Write out the lines from the line containing "Return the outline of every instance of the pine" through the final line of the listing below, exactly, omitting every other line.

....................

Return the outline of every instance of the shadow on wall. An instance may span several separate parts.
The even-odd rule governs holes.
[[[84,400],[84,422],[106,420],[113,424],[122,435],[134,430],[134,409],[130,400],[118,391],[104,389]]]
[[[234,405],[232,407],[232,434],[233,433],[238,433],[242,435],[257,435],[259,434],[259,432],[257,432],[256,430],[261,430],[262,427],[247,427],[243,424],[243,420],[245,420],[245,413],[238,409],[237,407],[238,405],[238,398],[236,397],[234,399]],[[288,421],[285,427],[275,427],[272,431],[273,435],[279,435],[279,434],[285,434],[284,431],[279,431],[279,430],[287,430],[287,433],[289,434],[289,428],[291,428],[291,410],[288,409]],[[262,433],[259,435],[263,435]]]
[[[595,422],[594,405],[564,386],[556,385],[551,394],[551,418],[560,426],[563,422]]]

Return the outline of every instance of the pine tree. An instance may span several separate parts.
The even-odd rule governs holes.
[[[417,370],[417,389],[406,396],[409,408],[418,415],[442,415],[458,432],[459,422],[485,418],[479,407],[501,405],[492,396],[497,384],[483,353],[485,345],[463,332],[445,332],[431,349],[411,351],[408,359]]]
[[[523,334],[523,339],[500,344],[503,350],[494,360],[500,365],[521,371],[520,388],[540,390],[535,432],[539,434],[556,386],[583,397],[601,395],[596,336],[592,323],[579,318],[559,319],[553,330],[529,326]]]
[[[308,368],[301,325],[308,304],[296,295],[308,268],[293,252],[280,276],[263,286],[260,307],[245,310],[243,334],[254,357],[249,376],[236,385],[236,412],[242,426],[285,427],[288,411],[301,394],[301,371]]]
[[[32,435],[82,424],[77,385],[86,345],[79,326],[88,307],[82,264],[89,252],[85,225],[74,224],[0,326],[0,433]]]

....................

Full output:
Return the outline of every instance of the pine tree. An instance may span several separate parts.
The even-odd rule governs holes.
[[[417,370],[417,389],[406,396],[409,408],[418,415],[442,415],[458,432],[459,422],[485,418],[479,407],[501,405],[492,396],[497,384],[483,353],[485,345],[463,332],[445,332],[431,349],[411,351],[408,359]]]
[[[523,334],[523,339],[500,344],[503,350],[494,360],[500,365],[521,371],[520,388],[540,390],[535,432],[539,434],[556,386],[583,397],[601,395],[596,336],[592,323],[579,318],[559,319],[553,330],[529,326]]]
[[[308,368],[301,325],[308,304],[296,295],[308,268],[293,252],[280,276],[263,286],[260,307],[245,310],[243,334],[254,357],[249,376],[236,385],[236,412],[242,426],[285,427],[288,411],[301,394],[301,371]]]
[[[32,435],[82,424],[77,385],[86,345],[79,326],[88,307],[82,264],[89,252],[85,225],[74,224],[0,326],[0,433]]]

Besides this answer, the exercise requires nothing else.